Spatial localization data
※ ※ ※
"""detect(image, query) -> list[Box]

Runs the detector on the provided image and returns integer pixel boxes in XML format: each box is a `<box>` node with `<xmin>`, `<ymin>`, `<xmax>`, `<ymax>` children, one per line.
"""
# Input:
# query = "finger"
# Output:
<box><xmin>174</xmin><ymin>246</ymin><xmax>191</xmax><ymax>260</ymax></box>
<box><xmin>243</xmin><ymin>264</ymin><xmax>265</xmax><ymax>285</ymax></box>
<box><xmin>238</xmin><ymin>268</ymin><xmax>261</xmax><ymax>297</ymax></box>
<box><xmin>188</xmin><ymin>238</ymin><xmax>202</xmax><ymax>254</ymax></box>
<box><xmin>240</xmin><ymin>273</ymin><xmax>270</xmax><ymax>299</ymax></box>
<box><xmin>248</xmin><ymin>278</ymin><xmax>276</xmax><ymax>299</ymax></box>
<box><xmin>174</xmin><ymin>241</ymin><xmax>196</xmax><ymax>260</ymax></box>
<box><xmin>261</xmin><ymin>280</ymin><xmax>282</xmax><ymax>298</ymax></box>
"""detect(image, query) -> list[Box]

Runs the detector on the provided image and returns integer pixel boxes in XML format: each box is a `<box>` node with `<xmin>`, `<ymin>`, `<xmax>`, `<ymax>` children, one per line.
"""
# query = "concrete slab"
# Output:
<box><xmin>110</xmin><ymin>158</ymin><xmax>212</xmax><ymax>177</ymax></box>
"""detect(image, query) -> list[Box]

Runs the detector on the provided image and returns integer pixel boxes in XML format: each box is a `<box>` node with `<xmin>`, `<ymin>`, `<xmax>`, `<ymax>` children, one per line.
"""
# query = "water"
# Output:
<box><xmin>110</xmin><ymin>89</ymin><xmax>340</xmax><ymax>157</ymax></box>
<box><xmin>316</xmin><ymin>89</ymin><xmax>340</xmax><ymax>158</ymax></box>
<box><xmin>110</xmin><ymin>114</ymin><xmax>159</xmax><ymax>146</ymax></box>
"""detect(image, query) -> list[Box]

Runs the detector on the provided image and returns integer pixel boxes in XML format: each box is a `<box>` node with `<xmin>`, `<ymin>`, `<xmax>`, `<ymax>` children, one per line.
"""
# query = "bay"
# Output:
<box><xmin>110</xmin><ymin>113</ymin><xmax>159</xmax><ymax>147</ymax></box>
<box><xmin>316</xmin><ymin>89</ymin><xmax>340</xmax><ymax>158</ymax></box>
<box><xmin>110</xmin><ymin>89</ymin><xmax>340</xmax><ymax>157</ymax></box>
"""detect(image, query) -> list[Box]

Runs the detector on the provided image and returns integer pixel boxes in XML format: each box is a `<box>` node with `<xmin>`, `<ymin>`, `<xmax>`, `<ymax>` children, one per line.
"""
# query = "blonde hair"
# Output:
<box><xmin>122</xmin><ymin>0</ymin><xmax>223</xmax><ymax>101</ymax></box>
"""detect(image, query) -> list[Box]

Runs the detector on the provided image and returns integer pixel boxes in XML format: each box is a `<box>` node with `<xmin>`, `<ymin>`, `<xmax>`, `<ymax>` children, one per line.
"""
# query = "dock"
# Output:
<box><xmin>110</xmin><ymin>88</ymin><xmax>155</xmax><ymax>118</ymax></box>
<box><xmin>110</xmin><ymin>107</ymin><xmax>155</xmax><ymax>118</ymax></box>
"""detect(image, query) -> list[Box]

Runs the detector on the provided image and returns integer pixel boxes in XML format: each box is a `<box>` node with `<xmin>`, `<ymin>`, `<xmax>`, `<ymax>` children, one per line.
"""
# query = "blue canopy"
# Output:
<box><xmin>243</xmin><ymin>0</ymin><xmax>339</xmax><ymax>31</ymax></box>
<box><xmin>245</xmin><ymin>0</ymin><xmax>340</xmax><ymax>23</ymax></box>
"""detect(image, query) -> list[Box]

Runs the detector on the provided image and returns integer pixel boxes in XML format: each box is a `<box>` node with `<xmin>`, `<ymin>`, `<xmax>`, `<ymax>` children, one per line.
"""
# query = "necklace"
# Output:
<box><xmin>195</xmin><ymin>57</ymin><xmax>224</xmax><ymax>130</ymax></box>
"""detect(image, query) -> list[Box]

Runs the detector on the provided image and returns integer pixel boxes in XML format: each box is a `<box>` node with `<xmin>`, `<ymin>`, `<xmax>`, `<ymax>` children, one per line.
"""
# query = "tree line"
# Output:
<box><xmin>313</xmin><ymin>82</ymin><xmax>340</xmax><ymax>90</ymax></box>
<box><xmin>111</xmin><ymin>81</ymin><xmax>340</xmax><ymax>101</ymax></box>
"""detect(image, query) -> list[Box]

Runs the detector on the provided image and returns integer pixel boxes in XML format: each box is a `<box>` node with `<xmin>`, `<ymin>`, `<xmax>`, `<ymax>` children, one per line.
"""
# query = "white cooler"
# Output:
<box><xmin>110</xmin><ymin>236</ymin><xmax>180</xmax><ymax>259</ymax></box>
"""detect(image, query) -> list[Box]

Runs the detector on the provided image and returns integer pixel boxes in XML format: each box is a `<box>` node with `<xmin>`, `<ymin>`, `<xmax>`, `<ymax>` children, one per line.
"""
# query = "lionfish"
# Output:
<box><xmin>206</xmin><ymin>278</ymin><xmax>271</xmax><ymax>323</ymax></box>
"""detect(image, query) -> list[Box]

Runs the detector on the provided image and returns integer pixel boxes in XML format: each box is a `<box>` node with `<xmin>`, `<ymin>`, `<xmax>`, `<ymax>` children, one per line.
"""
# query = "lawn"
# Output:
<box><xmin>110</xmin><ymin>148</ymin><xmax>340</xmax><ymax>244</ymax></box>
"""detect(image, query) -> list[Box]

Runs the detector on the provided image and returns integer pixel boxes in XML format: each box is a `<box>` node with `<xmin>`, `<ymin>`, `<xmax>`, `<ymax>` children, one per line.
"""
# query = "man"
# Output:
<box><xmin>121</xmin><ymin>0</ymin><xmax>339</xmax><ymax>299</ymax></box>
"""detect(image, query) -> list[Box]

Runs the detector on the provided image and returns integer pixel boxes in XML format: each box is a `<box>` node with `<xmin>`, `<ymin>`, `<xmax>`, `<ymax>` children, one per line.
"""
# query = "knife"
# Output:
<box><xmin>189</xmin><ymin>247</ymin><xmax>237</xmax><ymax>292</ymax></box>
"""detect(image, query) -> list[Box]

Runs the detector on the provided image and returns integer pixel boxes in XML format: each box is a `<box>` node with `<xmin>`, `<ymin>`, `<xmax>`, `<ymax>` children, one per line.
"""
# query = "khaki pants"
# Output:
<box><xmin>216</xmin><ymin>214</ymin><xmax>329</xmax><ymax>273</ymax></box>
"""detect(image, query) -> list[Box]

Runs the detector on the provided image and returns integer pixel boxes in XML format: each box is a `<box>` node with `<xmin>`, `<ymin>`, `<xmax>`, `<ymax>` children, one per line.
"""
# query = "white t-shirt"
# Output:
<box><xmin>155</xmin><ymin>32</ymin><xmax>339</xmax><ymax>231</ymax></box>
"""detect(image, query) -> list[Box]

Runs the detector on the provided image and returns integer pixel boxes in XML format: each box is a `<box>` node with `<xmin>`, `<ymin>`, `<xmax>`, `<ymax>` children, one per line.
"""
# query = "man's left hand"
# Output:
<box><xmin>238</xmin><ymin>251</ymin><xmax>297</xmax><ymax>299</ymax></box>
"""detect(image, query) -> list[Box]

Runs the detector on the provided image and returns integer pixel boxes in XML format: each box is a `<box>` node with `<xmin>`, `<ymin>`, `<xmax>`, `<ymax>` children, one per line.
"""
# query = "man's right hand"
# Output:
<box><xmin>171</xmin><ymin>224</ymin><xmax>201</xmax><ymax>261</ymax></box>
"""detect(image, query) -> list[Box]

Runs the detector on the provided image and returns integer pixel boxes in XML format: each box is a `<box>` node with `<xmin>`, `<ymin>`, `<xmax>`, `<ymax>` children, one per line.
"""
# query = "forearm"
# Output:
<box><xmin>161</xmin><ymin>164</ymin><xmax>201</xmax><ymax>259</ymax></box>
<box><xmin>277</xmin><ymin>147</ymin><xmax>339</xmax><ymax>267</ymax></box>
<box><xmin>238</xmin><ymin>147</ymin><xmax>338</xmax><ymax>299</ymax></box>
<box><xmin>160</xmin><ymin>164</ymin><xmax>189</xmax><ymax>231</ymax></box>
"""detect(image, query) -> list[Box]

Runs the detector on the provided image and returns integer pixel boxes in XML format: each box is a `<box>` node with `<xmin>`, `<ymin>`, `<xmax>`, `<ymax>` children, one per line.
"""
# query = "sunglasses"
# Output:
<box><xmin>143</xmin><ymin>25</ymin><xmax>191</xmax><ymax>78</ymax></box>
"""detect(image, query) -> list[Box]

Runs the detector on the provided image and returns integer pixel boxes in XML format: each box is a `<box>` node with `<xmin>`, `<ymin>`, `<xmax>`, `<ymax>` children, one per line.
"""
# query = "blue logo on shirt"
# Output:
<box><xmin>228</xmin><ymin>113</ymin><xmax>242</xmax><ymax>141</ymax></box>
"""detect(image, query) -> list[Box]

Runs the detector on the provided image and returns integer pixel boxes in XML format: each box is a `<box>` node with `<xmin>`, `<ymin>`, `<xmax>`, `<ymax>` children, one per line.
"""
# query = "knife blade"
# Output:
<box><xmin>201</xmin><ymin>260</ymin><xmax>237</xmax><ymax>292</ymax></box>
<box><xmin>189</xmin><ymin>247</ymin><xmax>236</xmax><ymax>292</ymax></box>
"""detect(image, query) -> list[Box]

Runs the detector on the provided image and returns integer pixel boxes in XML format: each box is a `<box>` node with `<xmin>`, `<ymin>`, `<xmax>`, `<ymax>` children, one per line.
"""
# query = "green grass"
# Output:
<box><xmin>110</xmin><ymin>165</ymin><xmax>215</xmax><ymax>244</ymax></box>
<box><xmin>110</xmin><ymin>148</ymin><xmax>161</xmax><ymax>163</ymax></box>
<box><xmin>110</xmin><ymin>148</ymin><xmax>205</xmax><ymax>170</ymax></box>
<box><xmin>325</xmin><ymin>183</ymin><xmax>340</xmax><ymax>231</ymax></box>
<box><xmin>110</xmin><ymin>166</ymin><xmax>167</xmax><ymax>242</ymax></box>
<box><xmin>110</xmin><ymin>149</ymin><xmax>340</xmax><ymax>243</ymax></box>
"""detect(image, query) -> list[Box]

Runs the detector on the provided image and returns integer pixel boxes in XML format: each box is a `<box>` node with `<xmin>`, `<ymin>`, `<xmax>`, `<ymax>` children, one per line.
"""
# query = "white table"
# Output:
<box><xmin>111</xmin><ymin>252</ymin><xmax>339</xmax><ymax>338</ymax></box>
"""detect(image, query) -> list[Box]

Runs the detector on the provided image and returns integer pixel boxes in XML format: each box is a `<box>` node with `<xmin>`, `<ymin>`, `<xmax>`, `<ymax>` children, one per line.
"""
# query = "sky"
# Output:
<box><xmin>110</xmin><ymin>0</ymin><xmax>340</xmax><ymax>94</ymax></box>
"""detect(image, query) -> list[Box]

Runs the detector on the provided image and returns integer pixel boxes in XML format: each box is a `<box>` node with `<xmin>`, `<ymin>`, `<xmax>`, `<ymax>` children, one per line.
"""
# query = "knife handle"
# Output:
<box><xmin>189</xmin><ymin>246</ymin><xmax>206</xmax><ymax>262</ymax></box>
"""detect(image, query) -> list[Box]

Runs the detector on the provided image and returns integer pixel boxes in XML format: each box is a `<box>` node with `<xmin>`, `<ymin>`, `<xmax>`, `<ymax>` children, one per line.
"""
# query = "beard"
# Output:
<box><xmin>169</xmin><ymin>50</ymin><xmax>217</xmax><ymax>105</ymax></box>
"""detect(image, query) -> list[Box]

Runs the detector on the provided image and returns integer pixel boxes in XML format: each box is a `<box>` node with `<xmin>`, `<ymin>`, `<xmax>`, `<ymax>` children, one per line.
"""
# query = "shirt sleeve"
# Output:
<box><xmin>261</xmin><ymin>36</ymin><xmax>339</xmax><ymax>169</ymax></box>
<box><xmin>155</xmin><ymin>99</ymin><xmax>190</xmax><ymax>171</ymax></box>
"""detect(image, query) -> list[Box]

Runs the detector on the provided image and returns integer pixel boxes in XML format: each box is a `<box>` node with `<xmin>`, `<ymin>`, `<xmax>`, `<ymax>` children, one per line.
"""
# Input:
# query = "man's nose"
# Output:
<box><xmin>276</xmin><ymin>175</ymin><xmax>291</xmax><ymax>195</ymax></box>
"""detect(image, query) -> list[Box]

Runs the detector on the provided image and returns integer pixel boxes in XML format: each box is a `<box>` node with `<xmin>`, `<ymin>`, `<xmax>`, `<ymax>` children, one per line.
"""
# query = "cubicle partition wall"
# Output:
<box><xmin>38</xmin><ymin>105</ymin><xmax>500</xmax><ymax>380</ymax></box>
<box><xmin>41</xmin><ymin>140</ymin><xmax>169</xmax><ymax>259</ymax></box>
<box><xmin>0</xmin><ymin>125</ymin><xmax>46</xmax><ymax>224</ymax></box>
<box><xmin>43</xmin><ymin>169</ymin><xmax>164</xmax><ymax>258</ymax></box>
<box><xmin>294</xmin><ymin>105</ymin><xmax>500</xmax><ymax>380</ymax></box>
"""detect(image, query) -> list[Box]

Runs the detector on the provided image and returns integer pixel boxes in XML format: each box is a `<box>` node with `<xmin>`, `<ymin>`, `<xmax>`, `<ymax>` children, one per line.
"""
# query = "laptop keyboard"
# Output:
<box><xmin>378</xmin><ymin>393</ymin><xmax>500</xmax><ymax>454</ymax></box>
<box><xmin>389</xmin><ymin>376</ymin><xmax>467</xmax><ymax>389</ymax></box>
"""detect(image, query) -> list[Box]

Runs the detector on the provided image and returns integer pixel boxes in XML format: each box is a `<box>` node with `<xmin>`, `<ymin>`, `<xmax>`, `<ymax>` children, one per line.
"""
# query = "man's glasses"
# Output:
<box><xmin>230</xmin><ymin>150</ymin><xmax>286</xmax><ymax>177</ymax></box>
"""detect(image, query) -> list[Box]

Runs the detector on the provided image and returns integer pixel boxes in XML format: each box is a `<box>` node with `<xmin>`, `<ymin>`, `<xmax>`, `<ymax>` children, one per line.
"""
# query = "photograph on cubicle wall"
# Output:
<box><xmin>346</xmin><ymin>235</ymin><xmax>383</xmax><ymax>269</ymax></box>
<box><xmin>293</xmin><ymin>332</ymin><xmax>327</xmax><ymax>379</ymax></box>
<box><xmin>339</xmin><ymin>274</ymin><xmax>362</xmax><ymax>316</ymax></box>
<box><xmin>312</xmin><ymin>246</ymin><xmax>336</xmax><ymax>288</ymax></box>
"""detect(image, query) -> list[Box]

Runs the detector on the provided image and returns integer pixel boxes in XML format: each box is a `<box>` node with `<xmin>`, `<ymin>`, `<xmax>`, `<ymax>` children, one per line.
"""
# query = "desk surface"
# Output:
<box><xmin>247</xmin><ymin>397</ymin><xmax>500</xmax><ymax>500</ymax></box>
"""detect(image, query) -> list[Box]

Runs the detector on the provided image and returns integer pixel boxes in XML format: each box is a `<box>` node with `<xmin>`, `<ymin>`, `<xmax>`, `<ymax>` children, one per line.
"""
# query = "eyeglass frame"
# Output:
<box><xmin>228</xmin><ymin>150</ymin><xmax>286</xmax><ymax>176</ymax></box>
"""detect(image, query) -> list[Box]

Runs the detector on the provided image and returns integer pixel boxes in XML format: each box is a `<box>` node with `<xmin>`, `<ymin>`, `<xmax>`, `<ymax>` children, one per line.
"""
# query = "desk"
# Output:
※ ※ ※
▶ [ASSIGNMENT]:
Show all lines above holding the word "shirt".

▶ [OUTPUT OF THE EXERCISE]:
# query = "white t-shirt"
# query = "blue logo on shirt"
# query = "shirt sleeve"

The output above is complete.